**Stored rows**.
-- -- --

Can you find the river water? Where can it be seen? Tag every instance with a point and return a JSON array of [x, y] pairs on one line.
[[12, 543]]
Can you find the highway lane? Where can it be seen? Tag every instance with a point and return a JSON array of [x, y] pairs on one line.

-- -- --

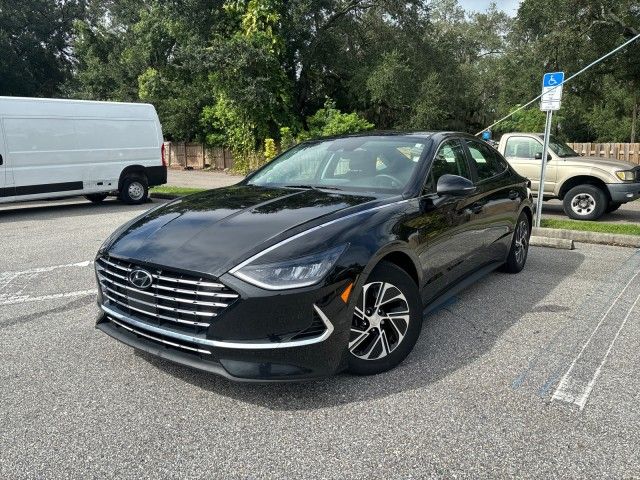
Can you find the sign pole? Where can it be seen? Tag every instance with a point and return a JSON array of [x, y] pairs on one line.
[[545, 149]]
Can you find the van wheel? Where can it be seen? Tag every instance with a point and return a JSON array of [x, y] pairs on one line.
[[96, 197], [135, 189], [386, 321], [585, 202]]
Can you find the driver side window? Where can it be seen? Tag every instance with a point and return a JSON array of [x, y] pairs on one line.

-- -- --

**What is asked**.
Output the records from the line containing "Can you find the river" through the line containing "[[12, 543]]" as a Markdown table with the columns n and Line, numbering each row and leaving out blank lines.

**Solution for this task**.
| n | Line |
|---|---|
| 1 | Can you find the river water? Where can it be seen? Tag every instance with a point and return a JSON array of [x, y] pairs on one line. |
| 2 | [[12, 543]] |